[Data records]
☆ ☆ ☆
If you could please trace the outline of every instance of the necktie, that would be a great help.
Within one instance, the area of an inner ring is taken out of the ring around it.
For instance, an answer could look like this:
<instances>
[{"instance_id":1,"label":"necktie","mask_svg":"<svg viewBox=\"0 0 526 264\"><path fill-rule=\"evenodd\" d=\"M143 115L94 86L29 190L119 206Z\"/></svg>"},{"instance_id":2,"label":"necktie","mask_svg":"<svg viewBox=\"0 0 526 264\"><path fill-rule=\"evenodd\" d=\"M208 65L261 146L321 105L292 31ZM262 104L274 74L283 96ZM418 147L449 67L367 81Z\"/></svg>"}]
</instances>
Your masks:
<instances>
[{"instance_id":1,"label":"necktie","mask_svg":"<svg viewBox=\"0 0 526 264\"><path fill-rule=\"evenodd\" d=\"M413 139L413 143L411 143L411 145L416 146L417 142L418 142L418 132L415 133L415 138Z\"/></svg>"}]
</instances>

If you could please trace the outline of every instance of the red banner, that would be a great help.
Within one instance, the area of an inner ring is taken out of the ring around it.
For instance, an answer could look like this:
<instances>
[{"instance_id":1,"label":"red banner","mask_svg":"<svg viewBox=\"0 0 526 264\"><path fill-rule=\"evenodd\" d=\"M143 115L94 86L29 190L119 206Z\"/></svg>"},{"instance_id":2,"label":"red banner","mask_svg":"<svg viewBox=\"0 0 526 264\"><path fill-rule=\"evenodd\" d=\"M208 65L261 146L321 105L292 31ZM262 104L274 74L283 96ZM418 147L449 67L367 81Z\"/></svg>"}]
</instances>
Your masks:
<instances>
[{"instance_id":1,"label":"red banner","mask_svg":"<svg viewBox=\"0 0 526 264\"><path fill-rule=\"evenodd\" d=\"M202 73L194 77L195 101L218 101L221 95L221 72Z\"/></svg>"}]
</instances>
☆ ☆ ☆
SET TASK: Reproduce the items above line for line, without any changes.

PROBLEM SOLUTION:
If you could please trace the outline of every instance of the necktie, that would be a great help.
Within one instance, the area of an inner ring is taken out of the ring around it.
For instance, an answer could look like this:
<instances>
[{"instance_id":1,"label":"necktie","mask_svg":"<svg viewBox=\"0 0 526 264\"><path fill-rule=\"evenodd\" d=\"M143 115L94 86L29 190L119 206Z\"/></svg>"},{"instance_id":2,"label":"necktie","mask_svg":"<svg viewBox=\"0 0 526 264\"><path fill-rule=\"evenodd\" d=\"M208 65L261 146L321 105L292 31ZM262 104L274 74L283 96ZM418 147L449 67L367 81Z\"/></svg>"}]
</instances>
Your masks:
<instances>
[{"instance_id":1,"label":"necktie","mask_svg":"<svg viewBox=\"0 0 526 264\"><path fill-rule=\"evenodd\" d=\"M413 139L413 143L411 143L411 145L416 146L417 142L418 142L418 132L415 133L415 138Z\"/></svg>"}]
</instances>

If you could please trace the outline of every instance of the red banner, that would be a great help.
Within one instance, the area of an inner ring is taken out of the ring around it.
For instance, an answer could look like this:
<instances>
[{"instance_id":1,"label":"red banner","mask_svg":"<svg viewBox=\"0 0 526 264\"><path fill-rule=\"evenodd\" d=\"M143 115L94 86L29 190L119 206Z\"/></svg>"},{"instance_id":2,"label":"red banner","mask_svg":"<svg viewBox=\"0 0 526 264\"><path fill-rule=\"evenodd\" d=\"M208 65L261 146L321 105L292 31ZM262 104L274 74L283 96ZM418 147L449 67L367 81Z\"/></svg>"}]
</instances>
Your masks:
<instances>
[{"instance_id":1,"label":"red banner","mask_svg":"<svg viewBox=\"0 0 526 264\"><path fill-rule=\"evenodd\" d=\"M202 73L194 77L195 101L218 101L221 95L221 72Z\"/></svg>"}]
</instances>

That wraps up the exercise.